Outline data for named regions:

------------------------------------------------

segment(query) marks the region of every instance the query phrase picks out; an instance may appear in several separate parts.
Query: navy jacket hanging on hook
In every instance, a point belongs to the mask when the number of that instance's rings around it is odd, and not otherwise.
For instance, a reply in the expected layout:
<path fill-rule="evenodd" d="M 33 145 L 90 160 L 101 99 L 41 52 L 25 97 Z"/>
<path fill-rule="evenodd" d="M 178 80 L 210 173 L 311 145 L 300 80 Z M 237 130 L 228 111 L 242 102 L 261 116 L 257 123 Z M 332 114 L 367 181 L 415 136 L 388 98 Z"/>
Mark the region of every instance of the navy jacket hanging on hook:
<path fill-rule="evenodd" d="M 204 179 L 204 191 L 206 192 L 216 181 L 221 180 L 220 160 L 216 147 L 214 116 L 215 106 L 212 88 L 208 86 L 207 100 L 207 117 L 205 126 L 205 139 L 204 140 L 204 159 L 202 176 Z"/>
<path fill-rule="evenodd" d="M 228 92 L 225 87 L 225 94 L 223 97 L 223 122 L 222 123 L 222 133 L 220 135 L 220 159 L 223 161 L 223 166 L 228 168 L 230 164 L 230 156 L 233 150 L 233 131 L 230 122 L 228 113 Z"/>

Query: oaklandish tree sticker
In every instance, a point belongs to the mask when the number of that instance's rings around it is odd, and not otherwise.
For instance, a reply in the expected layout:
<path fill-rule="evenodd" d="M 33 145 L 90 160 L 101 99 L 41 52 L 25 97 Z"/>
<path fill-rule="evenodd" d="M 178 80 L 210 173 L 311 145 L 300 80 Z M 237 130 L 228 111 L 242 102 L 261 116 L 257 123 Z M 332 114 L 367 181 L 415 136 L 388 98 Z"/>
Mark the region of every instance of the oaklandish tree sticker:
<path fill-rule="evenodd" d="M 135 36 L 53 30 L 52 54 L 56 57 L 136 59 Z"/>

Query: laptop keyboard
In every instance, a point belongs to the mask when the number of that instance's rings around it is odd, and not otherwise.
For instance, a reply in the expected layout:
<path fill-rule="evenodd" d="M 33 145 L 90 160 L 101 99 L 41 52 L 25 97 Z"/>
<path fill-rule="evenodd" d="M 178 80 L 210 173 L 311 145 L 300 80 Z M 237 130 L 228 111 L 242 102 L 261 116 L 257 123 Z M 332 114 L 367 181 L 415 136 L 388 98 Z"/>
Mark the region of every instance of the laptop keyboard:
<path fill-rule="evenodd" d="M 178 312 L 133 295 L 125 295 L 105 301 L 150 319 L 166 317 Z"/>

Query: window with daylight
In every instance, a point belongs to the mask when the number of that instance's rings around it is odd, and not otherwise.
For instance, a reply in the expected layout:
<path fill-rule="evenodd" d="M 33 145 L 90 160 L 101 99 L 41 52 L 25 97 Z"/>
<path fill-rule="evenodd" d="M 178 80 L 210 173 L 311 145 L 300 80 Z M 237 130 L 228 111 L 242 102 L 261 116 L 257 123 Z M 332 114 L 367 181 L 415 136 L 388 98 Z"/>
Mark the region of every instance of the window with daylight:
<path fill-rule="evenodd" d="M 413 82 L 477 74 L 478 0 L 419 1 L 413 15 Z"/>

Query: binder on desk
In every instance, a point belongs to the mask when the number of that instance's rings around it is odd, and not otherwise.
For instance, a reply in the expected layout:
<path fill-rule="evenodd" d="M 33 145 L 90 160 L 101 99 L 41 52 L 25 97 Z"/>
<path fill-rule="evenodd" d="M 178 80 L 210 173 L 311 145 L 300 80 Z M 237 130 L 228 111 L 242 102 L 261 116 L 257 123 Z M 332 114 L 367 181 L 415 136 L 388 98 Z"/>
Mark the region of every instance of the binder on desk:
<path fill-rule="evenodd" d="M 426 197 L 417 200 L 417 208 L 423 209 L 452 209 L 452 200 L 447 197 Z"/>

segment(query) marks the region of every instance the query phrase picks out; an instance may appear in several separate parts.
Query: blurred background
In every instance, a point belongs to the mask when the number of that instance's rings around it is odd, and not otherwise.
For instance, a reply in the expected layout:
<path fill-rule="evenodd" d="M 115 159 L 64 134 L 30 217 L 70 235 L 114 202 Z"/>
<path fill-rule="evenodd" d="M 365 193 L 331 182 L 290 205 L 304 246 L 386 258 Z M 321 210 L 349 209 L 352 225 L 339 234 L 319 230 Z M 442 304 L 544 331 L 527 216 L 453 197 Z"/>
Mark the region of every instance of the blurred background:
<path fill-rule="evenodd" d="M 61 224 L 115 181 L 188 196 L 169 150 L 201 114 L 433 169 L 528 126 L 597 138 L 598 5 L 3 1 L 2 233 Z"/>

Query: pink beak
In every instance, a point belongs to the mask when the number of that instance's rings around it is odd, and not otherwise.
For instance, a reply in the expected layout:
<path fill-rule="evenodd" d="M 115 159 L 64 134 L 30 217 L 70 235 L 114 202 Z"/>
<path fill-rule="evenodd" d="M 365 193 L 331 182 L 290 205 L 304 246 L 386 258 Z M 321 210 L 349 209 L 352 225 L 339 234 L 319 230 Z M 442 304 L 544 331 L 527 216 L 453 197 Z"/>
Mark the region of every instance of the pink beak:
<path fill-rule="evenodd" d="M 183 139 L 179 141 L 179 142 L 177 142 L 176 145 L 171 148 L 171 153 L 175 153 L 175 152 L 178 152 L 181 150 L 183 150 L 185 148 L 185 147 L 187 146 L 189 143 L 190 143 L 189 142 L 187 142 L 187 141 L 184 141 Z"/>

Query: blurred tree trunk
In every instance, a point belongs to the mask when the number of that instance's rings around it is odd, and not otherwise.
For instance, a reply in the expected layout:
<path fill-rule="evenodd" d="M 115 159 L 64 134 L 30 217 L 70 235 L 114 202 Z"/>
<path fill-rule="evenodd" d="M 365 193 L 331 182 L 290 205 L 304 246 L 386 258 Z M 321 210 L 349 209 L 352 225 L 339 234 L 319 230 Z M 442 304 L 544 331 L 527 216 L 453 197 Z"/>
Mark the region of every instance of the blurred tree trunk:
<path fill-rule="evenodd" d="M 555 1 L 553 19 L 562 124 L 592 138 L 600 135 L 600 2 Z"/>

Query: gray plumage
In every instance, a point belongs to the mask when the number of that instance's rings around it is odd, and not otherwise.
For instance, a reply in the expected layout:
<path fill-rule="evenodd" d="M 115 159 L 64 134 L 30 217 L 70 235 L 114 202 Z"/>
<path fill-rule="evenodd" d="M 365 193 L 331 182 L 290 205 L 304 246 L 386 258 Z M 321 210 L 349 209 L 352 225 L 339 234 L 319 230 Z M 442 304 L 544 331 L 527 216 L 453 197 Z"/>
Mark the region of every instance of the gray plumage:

------------------------------------------------

* **Problem to solve**: Convert all of the data above into a numbered list with one line per item, and omit the blank lines.

* **Result of this task**:
1. segment(query) marks the region of every instance the query phrase picks out; an instance may appear in several separate parts.
2. Query: navy jacket hanging on hook
3. In every instance, a point belongs to the mask when the number of that instance's rings around it is odd, and not otherwise.
4. For instance, a reply in the expected layout:
5. <path fill-rule="evenodd" d="M 33 145 L 90 160 L 101 99 L 41 52 L 25 97 Z"/>
6. <path fill-rule="evenodd" d="M 178 80 L 210 173 L 311 145 L 300 80 Z M 237 130 L 228 111 L 242 102 L 261 116 L 257 123 Z M 332 114 L 367 181 L 415 136 L 388 98 Z"/>
7. Mark the region of every instance of the navy jacket hanging on hook:
8. <path fill-rule="evenodd" d="M 204 179 L 204 191 L 206 192 L 216 181 L 221 180 L 220 160 L 216 147 L 214 116 L 215 106 L 212 88 L 208 86 L 207 100 L 207 117 L 205 126 L 205 139 L 204 140 L 204 159 L 202 176 Z"/>
9. <path fill-rule="evenodd" d="M 228 92 L 225 87 L 225 94 L 223 97 L 223 122 L 222 123 L 222 133 L 220 135 L 220 159 L 223 161 L 223 166 L 228 168 L 230 164 L 230 156 L 233 150 L 233 131 L 230 122 L 228 113 Z"/>
10. Query: oaklandish tree sticker
11. In every instance, a point belongs to the mask when the number of that instance's rings around it is odd, and not otherwise.
12. For instance, a reply in the expected layout:
13. <path fill-rule="evenodd" d="M 33 145 L 90 160 L 101 99 L 41 52 L 25 97 Z"/>
14. <path fill-rule="evenodd" d="M 178 80 L 210 173 L 311 145 L 300 80 Z M 237 130 L 228 111 L 242 102 L 261 116 L 257 123 Z M 332 114 L 367 181 L 415 136 L 388 98 Z"/>
15. Mark the region of every instance of the oaklandish tree sticker:
16. <path fill-rule="evenodd" d="M 135 36 L 53 30 L 52 54 L 56 57 L 136 59 Z"/>
17. Query: laptop keyboard
18. In every instance, a point belongs to the mask when the number of that instance's rings around it is odd, and not otherwise.
19. For instance, a reply in the expected layout:
20. <path fill-rule="evenodd" d="M 33 145 L 90 160 L 101 99 L 41 52 L 25 97 Z"/>
21. <path fill-rule="evenodd" d="M 178 80 L 210 173 L 311 145 L 300 80 Z M 237 130 L 228 111 L 242 102 L 261 116 L 257 123 Z M 332 114 L 367 181 L 415 136 L 388 98 Z"/>
22. Mark the region of every instance of the laptop keyboard:
23. <path fill-rule="evenodd" d="M 178 312 L 133 295 L 125 295 L 105 301 L 150 319 L 166 317 Z"/>
24. Query: window with daylight
25. In every instance, a point belongs to the mask when the number of that instance's rings around it is odd, and not otherwise.
26. For instance, a reply in the expected layout:
27. <path fill-rule="evenodd" d="M 33 145 L 90 160 L 101 99 L 41 52 L 25 97 Z"/>
28. <path fill-rule="evenodd" d="M 178 80 L 210 173 L 311 145 L 300 80 Z M 237 130 L 228 111 L 242 102 L 261 116 L 257 123 Z M 332 114 L 367 181 L 415 136 L 388 98 Z"/>
29. Mark the region of every instance of the window with daylight:
30. <path fill-rule="evenodd" d="M 413 82 L 477 74 L 478 0 L 419 1 L 413 15 Z"/>
31. Query: binder on desk
32. In every instance, a point belongs to the mask when the number of that instance's rings around it is odd, and not otherwise.
33. For instance, a reply in the expected layout:
34. <path fill-rule="evenodd" d="M 33 145 L 90 160 L 101 99 L 41 52 L 25 97 Z"/>
35. <path fill-rule="evenodd" d="M 178 80 L 210 173 L 311 145 L 300 80 Z M 237 130 L 228 111 L 242 102 L 261 116 L 257 123 Z M 332 114 L 367 181 L 415 136 L 388 98 Z"/>
36. Mark the region of every instance of the binder on desk:
37. <path fill-rule="evenodd" d="M 426 197 L 417 200 L 417 208 L 423 209 L 452 209 L 452 200 L 447 197 Z"/>
38. segment(query) marks the region of every instance the query phrase picks out; an instance may appear in several separate parts.
39. Query: blurred background
40. In every instance, a point belongs to the mask when the number of that instance's rings around it is odd, and not otherwise.
41. For instance, a reply in the expected layout:
42. <path fill-rule="evenodd" d="M 115 159 L 64 134 L 30 217 L 70 235 L 114 202 Z"/>
43. <path fill-rule="evenodd" d="M 365 193 L 331 182 L 290 205 L 304 246 L 386 258 Z M 321 210 L 349 209 L 352 225 L 339 234 L 319 230 Z M 442 304 L 544 331 L 527 216 L 453 197 Z"/>
44. Mark the region of every instance of the blurred background:
45. <path fill-rule="evenodd" d="M 61 224 L 115 181 L 188 196 L 169 150 L 201 114 L 433 169 L 528 126 L 597 138 L 598 5 L 3 1 L 2 233 Z"/>
46. Query: pink beak
47. In every instance, a point belongs to the mask when the number of that instance's rings around it is odd, and not otherwise.
48. For instance, a reply in the expected layout:
49. <path fill-rule="evenodd" d="M 115 159 L 64 134 L 30 217 L 70 235 L 114 202 Z"/>
50. <path fill-rule="evenodd" d="M 365 193 L 331 182 L 290 205 L 304 246 L 386 258 Z M 321 210 L 349 209 L 352 225 L 339 234 L 319 230 Z M 442 304 L 544 331 L 527 216 L 453 197 Z"/>
51. Mark the region of every instance of the pink beak:
52. <path fill-rule="evenodd" d="M 183 139 L 179 141 L 179 142 L 177 142 L 176 145 L 171 148 L 171 153 L 175 153 L 175 152 L 178 152 L 181 150 L 183 150 L 185 148 L 185 147 L 187 146 L 189 143 L 190 143 L 189 142 L 187 142 L 187 141 L 184 141 Z"/>
53. Query: blurred tree trunk
54. In every instance, a point belongs to the mask when the number of that instance's rings around it is odd, and not otherwise.
55. For instance, a reply in the expected layout:
56. <path fill-rule="evenodd" d="M 115 159 L 64 134 L 30 217 L 70 235 L 114 202 Z"/>
57. <path fill-rule="evenodd" d="M 365 193 L 331 182 L 290 205 L 304 246 L 386 258 Z M 321 210 L 349 209 L 352 225 L 339 234 L 319 230 Z M 442 304 L 544 331 L 527 216 L 453 197 Z"/>
58. Mark the region of every instance of the blurred tree trunk:
59. <path fill-rule="evenodd" d="M 555 1 L 553 19 L 562 124 L 592 138 L 600 135 L 600 2 Z"/>
60. Query: gray plumage
61. In every instance, a point belongs to the mask when the number of that instance's rings around it is odd, and not otherwise.
62. For instance, a reply in the expected layout:
63. <path fill-rule="evenodd" d="M 115 159 L 64 134 L 30 217 L 70 235 L 114 202 Z"/>
64. <path fill-rule="evenodd" d="M 365 193 L 331 182 L 290 205 L 304 246 L 386 258 Z M 321 210 L 349 209 L 352 225 L 339 234 L 319 230 Z M 442 304 L 544 331 L 527 216 L 453 197 Z"/>
65. Mark the region of every instance of the gray plumage:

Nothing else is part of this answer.